● Dataset extract:
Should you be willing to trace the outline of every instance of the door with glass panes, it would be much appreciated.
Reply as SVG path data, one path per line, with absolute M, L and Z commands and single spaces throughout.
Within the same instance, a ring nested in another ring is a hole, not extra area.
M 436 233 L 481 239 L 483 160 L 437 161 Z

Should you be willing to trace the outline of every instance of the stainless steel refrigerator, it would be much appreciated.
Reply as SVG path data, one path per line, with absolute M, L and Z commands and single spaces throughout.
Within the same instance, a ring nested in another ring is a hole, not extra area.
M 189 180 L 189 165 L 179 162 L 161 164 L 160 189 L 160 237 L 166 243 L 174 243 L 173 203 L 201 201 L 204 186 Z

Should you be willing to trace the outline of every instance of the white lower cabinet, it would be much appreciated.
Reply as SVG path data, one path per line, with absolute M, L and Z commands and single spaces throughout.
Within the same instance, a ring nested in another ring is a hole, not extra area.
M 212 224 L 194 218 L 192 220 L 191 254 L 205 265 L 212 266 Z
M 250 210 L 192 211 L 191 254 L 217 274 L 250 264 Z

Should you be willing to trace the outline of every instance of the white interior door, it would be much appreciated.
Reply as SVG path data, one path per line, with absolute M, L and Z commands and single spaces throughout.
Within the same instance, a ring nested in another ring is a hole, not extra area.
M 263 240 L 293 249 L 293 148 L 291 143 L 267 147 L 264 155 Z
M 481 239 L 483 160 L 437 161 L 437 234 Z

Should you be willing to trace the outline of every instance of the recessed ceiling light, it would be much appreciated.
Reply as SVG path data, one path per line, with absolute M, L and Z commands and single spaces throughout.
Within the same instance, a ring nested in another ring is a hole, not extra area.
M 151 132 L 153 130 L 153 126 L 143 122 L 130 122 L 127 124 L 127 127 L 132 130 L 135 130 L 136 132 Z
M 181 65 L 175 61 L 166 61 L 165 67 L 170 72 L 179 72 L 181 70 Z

* * *

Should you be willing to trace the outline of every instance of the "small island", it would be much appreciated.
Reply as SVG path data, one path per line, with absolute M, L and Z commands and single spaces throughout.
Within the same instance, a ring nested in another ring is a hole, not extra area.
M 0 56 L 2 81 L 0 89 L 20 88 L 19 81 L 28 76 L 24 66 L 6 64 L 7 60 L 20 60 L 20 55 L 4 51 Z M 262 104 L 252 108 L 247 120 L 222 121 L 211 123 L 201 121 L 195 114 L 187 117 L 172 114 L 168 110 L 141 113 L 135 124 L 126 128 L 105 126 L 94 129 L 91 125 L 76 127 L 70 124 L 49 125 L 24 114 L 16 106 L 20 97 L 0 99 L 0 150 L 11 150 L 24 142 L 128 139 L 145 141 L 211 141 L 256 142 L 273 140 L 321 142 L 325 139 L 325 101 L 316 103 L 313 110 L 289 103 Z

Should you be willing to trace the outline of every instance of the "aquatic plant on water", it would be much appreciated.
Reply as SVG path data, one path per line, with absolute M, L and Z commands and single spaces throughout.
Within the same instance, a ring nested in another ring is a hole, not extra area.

...

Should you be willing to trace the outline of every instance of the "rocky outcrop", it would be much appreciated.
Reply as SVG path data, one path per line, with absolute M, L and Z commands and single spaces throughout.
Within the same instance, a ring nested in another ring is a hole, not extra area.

● Exercise: Reproduce the listing from the line containing "panes, it would be much appreciated." through the line containing "M 189 180 L", swapping "door with glass panes" for "glass-paneled door" and leaving everything else as it is.

● Completed task:
Should you be willing to trace the outline of every instance of the glass-paneled door, it would be much appreciated.
Reply as SVG path data, one path per line, with absolute M, L and Z commands and single spaces throughout.
Within the same instance, a ring nested in another ring is a hole, not extra area.
M 436 233 L 481 239 L 483 160 L 437 161 Z

Should you be willing to trace the outline of every instance of the stainless steel refrigerator, it would be much appreciated.
Reply as SVG path data, one path per line, with absolute M, L and Z commands and single spaces throughout.
Within the same instance, a ring nested in another ring is a hole, not extra area.
M 189 180 L 189 165 L 179 162 L 161 164 L 160 189 L 160 237 L 166 243 L 174 243 L 173 203 L 201 201 L 204 186 Z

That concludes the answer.